### PROVIDED PASSAGE
※

About 2 cups shower-temperature water
1-3 teaspoons active dry yeast (instant works too)

1. Pour water into a large mixing bowl. Sprinkle yeast on top and allow to sit for a few minutes (no more than five).

1/3 to 1/2 cup canola oil
At least 1/3 cup brown sugar, more if you want a sweeter loaf
Salt!!! (no more than 1 teaspoon)

2. Add these things to the mixture, sugar first (stir a bit and let the yeast get going) and then oil.

5-7 cups whole wheat flour

3. Start with five. Stir it all together, and if it's a little rough or sticky, that's probably okay. You don't want it to be dry and stiff. The wetter (and not soupy) the better.
4. Dump the mixture out onto a floured counter, flour your hands, and knead. Adding flour as necessary (or if you don't want more flour but need to unstick your hands, get your hands wet), knead for ten minutes. This is important - during this time you're helping the flour's proteins develop so that your loaf can stay together, and also you're giving your bread a grain.
5. When you're done kneading, place ball of bread in a greased bowl and allow to rise for one hour (or until the ball has doubled in size).
6. After that hour, degas the ball, cut it in half, and shape it into loaves. I don't use pans, you're welcome to. These loaves are actually a little small for a conventional sized bread pan. Make sure that whatever surface you finally rest the shaped pre-loaves on is greased (either with more canola oil or, if you're not feeding vegan people like I am, butter).
7. Allow to rise for at least thirty minutes, or until they are about the size you want them to be.

※

### MATERIAL PROVIDED
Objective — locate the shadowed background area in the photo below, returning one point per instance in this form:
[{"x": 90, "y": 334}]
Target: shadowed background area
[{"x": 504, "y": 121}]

※

### PROBLEM A
Rewrite the paragraph of the bread recipe that begins "Dump the mixture out onto a floured counter" as a short list, keeping its main facts.
### PROBLEM B
Write out the part of the bread recipe starting with "5-7 cups whole" and going on through "soupy) the better.".
### PROBLEM C
Extend the bread recipe past its final step.

### REPLY A
- Dump the mixture onto a floured counter and flour your hands.
- Knead for ten minutes, adding flour as needed, or wetting your hands to unstick them instead.
- The kneading matters: it develops the flour's proteins so the loaf holds together, and it gives the bread a grain.

### REPLY B
5-7 cups whole wheat flour

3. Start with five. Stir it all together, and if it's a little rough or sticky, that's probably okay. You don't want it to be dry and stiff. The wetter (and not soupy) the better.

### REPLY C
8. Preheat oven to 375 degrees F.
9. When it's preheated, pop them in, and allow them to bake for 35-40 minutes.
10. When they come out, all smelling delicious and stuff, don't forget to let them rest for a few minutes (probably about ten) under a cloth, and then remove them from the pan and bag them. It is important to preserve some moisture in these loaves, as it's easy to make these pretty dry. One thing you can do to wetten them up a bit is to substitute some milk for the water initially. But, I'm lactose intolerant and can't exactly afford soy milk, so. My bread is milk-free.

This bread makes EXCELLENT toast, and tastes nutty and sweet on its own. Bad for sandwiches - I would suggest milked bread for that kind of thing. Milk adds proteins and makes bread more elastic.


Cheese Rind Soup (better than it sounds, I promise) - serves four, or so

1 medium large onion

1. Chop the onion into the right size of pieces. Put in a pot on medium heat with enough canola oil. Saute.

3 decent-sized carrots
1 medium large potato
2 (ish) cloves garlic
1-2 teaspoons Herbes du Provence

2. While the onions sizzle, chop the potato and carrots into appropriately sized eating chunks. Then make garlic into your favorite spicing size (I cut mine up really fine) and add to the now clear onions. Allow to cook for about 30 seconds, stirring as you do, to make sure they don't burn. Then add the rest of your veggies and the herbes to provence.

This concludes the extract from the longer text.